→ **DESCRIPTION OF THE TASK**:
Make an exact copy of all the entries, with the pictures left out.

-- BEGIN --

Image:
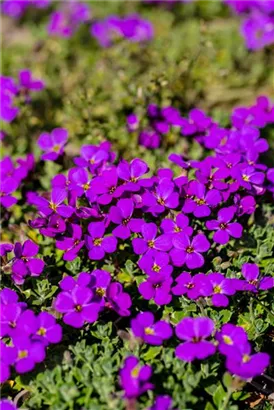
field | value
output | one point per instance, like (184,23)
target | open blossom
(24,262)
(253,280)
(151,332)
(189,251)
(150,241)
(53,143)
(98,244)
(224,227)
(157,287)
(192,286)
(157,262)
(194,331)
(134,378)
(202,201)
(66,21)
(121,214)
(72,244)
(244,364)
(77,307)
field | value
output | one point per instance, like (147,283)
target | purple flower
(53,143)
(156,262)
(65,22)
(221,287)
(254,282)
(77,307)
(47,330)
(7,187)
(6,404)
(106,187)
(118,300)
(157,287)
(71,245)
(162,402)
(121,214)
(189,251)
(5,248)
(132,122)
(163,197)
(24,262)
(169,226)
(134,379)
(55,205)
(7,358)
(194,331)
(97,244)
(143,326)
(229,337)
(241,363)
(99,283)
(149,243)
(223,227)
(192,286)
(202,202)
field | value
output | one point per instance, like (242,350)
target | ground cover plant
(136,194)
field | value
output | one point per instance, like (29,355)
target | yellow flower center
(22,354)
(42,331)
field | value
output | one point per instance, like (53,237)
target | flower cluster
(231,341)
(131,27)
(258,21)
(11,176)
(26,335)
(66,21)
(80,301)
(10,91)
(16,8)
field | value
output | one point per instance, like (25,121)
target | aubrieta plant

-- END --

→ **CORRECT RESULT**:
Image:
field | value
output | one point per instance, like (184,23)
target | open blossom
(24,262)
(253,280)
(151,332)
(189,251)
(150,241)
(53,143)
(98,244)
(224,227)
(157,287)
(192,286)
(157,262)
(194,331)
(134,378)
(202,201)
(66,21)
(121,214)
(72,244)
(244,364)
(77,307)
field | value
output | one point per instance, like (147,283)
target | purple flower
(53,143)
(156,262)
(65,22)
(221,287)
(254,282)
(77,307)
(47,330)
(7,187)
(6,404)
(106,187)
(118,300)
(157,287)
(71,245)
(162,402)
(121,214)
(189,251)
(5,248)
(132,122)
(163,197)
(24,262)
(169,226)
(134,379)
(55,205)
(7,358)
(194,331)
(97,244)
(143,326)
(229,337)
(241,363)
(99,283)
(149,243)
(223,227)
(192,286)
(202,202)
field | value
output | one point per instance, like (242,350)
target | ground cover plant
(136,194)
field | value
output | one point per instance, like (29,355)
target | yellow flower center
(22,354)
(42,331)
field | value
output | one point per instance, like (53,237)
target | flower cluster
(231,341)
(131,27)
(258,21)
(11,176)
(26,335)
(66,21)
(80,301)
(10,91)
(16,8)
field | value
output | one point per instance, like (25,121)
target | aubrieta plant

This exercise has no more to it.